France and the Euro 2016 security conundrum

France and the Euro 2016 security conundrum

As the Euro 2016 football championship nears, France continues to face an elevated terrorist threat and ongoing social unrest. Major security measures are in place to secure the sporting event; however, several risks continue to loom over the event.

Between June 10th and July 10th, France will host the 15th edition of the UEFA European football championship. 24 teams will compete in 51 matches organised in ten cities of the country. According to French government estimates, the tournament will attract 2.5 million participants in local stadiums. In addition, more than 8 million people will follow the event in fan-zones. In total, approximately 2 million foreigners will travel to France for the sporting event. The Euro 2016 will take place as the country is currently facing an elevated terrorist threat and heightened socio-political tensions.  

France: a top target for radical Islamists

Throughout 2015, France experienced a string of high-profile terrorist attacks as well as several lone-wolf incidents, which underscore that the country is a top-priority target in Europe for Islamic State-aligned militants. The November 2015 assaults highlighted the capacity of Islamist militants to prepare and conduct complex attacks. Since then, Syria and Iraq-based Sunni extremists continued to call for attacks against France. According to data released by the Soufran Group in December 2015, there are currently 1,700 French born foreign fighters in the Middle East. As such, the Islamic State and other radical groups benefit from deep-rooted Islamist networks in France and its neighbouring countries that can be used for financing, recruiting and offensive operations.

French authorities repeatedly stated that the Euro 2016 will present a highly symbolic potential target for Islamist radicals. The parliament decided to extend the state of emergency until July 26th in a bid to increase the security and judicial forces’ ability to respond to the Islamist menace. Since early 2016, approximately 30 trainings have been carried out nationwide to guarantee the safety of the event and major security means will be put in place throughout the duration of the tournament. Given the scale of security measures in place, intelligence officials and security forces are more likely to disrupt large terrorist plots; however, there remains an elevated risk that smaller plans or lone-wolf attacks may be carried out.

Not only terror

While much of the attention concerning the Euro 2016 security rightfully focuses on the terrorist threat, the competition will also be exposed to two other major risks: the one generated by the current wave of anti-government protests and the one resulting from potential hooliganism.

◆ **Entries**
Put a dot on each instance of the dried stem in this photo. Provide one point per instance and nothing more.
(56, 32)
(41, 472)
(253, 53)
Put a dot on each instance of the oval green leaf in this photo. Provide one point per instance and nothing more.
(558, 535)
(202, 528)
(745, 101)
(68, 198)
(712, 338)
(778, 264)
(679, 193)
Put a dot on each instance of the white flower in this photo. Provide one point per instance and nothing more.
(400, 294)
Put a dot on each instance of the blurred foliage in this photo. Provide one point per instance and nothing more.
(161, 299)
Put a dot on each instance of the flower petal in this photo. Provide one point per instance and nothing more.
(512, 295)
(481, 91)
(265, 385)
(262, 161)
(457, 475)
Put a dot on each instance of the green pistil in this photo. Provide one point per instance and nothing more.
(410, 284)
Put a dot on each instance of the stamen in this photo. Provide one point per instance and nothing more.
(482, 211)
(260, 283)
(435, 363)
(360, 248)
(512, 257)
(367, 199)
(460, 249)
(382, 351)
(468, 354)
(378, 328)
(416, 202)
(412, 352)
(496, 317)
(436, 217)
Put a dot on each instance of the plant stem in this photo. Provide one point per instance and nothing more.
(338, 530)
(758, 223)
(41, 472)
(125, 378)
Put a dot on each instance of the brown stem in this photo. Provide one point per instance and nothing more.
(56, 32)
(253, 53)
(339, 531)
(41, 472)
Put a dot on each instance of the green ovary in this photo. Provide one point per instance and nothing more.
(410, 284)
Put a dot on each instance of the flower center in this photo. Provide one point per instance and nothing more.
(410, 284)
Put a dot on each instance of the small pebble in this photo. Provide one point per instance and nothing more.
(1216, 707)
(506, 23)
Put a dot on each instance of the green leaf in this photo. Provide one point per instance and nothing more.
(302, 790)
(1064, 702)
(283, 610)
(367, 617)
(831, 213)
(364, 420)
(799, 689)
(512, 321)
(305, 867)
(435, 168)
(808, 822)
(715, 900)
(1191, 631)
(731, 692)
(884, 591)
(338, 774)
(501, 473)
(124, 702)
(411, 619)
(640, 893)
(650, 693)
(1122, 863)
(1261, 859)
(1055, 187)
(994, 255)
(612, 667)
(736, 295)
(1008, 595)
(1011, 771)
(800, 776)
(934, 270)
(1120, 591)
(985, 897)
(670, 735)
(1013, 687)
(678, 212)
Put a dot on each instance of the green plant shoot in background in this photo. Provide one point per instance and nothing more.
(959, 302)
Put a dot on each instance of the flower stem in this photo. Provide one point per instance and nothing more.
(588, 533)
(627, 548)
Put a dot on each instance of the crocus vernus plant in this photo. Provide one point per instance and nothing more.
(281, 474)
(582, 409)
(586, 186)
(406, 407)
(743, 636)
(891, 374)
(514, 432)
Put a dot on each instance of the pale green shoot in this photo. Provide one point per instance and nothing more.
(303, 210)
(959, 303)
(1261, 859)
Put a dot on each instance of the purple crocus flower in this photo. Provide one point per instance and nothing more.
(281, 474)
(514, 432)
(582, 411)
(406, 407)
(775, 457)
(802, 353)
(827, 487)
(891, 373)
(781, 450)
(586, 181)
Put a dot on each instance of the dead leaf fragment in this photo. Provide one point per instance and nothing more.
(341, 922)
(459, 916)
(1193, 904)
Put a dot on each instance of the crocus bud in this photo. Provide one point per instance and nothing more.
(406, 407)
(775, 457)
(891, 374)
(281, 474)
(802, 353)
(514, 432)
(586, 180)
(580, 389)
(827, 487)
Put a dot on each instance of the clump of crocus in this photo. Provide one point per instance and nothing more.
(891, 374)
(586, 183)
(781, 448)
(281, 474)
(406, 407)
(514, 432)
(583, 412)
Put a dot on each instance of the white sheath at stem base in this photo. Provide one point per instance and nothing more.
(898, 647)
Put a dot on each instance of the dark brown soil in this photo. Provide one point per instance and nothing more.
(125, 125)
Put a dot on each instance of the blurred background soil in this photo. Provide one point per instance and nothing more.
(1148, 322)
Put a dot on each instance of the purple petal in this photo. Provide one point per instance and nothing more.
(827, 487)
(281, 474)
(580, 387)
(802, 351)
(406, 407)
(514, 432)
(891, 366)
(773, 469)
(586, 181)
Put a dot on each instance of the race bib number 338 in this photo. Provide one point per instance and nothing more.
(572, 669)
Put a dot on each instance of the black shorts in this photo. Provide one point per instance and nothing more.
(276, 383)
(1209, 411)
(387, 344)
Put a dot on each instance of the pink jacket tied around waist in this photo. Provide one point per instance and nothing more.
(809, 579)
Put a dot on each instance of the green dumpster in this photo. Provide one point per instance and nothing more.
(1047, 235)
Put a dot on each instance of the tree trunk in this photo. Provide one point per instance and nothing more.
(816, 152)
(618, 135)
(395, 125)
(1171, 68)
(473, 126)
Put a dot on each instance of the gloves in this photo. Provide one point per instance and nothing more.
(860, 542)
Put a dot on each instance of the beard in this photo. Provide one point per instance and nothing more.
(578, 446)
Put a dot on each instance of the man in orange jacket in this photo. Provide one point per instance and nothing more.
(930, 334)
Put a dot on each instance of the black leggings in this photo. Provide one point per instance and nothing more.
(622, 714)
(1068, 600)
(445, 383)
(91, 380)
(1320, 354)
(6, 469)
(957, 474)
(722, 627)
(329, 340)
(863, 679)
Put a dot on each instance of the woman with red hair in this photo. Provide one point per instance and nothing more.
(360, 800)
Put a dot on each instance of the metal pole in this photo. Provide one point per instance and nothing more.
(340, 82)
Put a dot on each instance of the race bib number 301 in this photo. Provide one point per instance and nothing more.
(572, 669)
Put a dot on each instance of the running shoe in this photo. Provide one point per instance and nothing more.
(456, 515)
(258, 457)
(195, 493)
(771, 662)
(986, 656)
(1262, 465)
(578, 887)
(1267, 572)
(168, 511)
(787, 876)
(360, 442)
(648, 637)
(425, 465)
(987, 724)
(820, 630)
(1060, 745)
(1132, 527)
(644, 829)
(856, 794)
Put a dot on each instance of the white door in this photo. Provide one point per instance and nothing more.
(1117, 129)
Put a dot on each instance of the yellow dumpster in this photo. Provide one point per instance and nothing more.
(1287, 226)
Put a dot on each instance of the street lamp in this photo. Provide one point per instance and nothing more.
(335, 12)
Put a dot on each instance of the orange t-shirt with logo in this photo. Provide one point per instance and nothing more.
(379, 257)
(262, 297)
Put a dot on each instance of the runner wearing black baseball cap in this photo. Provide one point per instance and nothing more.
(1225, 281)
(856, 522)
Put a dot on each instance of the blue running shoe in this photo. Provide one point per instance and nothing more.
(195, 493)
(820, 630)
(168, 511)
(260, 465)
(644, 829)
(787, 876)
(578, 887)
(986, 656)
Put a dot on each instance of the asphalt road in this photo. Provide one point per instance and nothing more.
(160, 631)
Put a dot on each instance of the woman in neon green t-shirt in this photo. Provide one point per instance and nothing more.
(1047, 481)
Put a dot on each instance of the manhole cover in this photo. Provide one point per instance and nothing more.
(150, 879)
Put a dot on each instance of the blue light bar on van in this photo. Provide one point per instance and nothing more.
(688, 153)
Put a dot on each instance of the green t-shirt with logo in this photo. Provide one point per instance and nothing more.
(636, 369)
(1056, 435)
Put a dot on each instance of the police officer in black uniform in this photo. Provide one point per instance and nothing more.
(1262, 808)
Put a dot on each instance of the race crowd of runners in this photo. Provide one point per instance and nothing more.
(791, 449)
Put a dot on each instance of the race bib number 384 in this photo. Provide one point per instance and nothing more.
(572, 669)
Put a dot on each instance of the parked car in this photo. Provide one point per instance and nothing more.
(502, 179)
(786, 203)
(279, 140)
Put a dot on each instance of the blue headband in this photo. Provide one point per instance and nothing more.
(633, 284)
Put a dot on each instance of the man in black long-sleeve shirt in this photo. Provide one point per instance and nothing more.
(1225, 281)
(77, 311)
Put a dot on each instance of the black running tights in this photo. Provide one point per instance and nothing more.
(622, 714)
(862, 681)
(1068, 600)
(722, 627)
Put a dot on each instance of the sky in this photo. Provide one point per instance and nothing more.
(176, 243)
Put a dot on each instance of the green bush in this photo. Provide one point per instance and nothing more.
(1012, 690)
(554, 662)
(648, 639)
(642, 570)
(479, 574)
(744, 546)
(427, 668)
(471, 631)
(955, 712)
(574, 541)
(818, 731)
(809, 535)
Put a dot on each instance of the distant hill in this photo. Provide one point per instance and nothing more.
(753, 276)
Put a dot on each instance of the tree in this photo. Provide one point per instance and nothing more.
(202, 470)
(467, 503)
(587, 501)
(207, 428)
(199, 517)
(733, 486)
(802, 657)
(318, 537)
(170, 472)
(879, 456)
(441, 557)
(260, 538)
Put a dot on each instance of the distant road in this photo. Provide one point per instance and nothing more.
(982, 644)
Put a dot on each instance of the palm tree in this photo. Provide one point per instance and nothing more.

◆ **What you need to do**
A – In the Euro 2016 security article, until what date did the parliament extend the state of emergency?
B – Pick up the Euro 2016 security article after its final sentence and keep writing it.

◆ **Answers for the tasks**
A – July 26th

B –
Since March, labour and student unions have been conducting major anti-government protests sparked by their opposition to the labour market reform (also known as the El Khomry bill). In May, these demonstrations spiralled into several episodes of violent unrest. Nationwide general strikes led to major air and railway service interruptions as well as periodic fuel shortages. There is a risk that these protests will carry over throughout the Euro 2016 and lead to substantial disruptions in the country’s main cities.

Several risk-prone supporter groups are also expected to travel to France for the Euro 2016. Radical supporters from the United Kingdom, Ukraine, Poland, Russia, and Turkey as well as from other countries may clash against rival groups or specifically target personnel due to their ethnic features. The risk of hooliganism is an ever present element in major football tournaments and French security forces have been training to address it.   

Securing the stadiums and the fan-zones

French officials have been preparing a major security plan to provide safety for all those participating to the Euro 2016 in stadiums and fan-zones. The overall cost of the measure is high, as security for fan-zones alone will amount to €24 million. In general, more than 42,000 police officers, 30,000 gendarmes and 10,000 soldiers will take part in the security plan.  

For both stadiums and fan-zones, the ministry of interior put in place a two-tier security protocol based on a two-perimeter system. Controls at the two security cordons will be conducted by a mix of French security officials and private security guards. Participants will go through identity and bag checks. While these controls are likely to diminish the terrorist threat within the stadiums, there are concerns that they will lead to larger crowds on the outskirts of sport venue, increasing risk generated by attacks planned for before the kick-off.

The bulk of security operations will focus on stadiums and fan-zones; however, there are also concerns that Islamist militants may try to hit popular commercial and touristic districts as well as bars or restaurants during games. As such, police and military units will patrol through the main French urban centres.

Cracks in the system

The French football cup final held in the Saint-Denis stadium on May 21st raised concerns over the efficiency of security controls. Supporters managed to enter the stadium by-passing three levels of security with makeshift smoke grenades and fireworks as well as other dangerous items. In addition, tensions between rival supporters led to localised unrest in the vicinity of the stadium, where sections of the security perimeter were briefly overly congested, leading to movement disruptions and the overcrowding of some spaces.

While French authorities conducted additional trainings to rectify these errors, it is likely that the increased number of participants during the Euro 2016 championship will put an additional strain on local security forces and may lead to localised failures in the system.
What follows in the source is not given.